Or maybe it won't. Indeed, it probably won't.
So what then?
It's interesting that agriculture carried the freight before the extractive industries. And that likely was as it was making more money per capita than it does now. Some serious examination should be given to reviving that situation while we still have the money to do so. Long term economic planning doesn't seem to be our forte, however, or we would have picked up the Occidental lands while we could have, which we didn't. We've noted that here before.
Where we're headed in the country right now with agricultural commodities is really hard to say. The United States has had a "cheap food" policy since after World War Two and it appears intent on keeping it. Cheap food is great for everyone, but it's greater for those consuming than those producing and its driven agricultural consolidation and monoculture. One thing Wyoming could do is to try to boost the mid and downstream aspects of agriculture, which we haven't done much of. That is, we don't have large commercial meat packing here, we don't have wool mills and so on. That may seem like not much, but it could be a lot, if done right.
If we're talking about agriculture and taxes, of course, we're into a new area that I didn't explore before. And if we're talking ag, what that means is that we're really looking at a mixed tax base, based on taxing production. Indeed, taxing wind and solar (and severance taxes) is really the same thing, but this would be on a broader basis.
Prior suggestions to tax production of every kind has been really hostilely received, however. Certainly a proposal to tax services, such as legal services, was hugely opposed some years ago.

DATA ENTRIES =
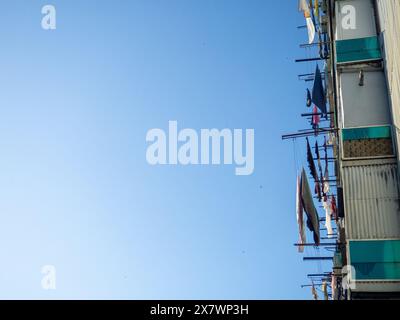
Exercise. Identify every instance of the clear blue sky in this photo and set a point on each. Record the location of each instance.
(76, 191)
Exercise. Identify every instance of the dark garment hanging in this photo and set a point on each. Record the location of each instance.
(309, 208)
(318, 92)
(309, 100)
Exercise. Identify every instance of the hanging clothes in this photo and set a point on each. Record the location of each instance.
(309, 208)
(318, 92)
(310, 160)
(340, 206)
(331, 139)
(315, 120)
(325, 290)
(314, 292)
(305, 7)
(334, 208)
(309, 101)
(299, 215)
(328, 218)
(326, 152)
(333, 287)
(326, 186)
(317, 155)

==

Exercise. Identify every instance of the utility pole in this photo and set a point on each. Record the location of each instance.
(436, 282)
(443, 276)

...

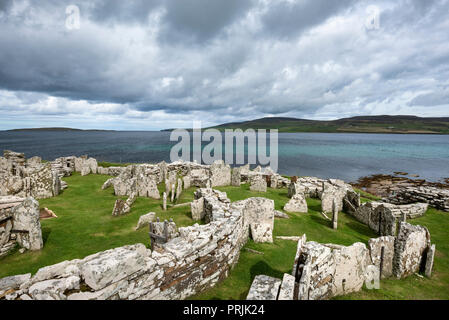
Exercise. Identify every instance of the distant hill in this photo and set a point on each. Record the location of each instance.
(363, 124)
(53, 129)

PROBLEMS AND TASKS =
a - In the excerpt on Wyoming agriculture and taxes, what policy does it say the United States has had since after World War Two?
b - List each thing that the excerpt on Wyoming agriculture and taxes names as taxed or proposed for taxation.

OUTPUTS BY TASK =
a - A "cheap food" policy.

b -
- Wind
- Solar
- Severance (severance taxes)
- Agricultural production
- Production of every kind
- Services, such as legal services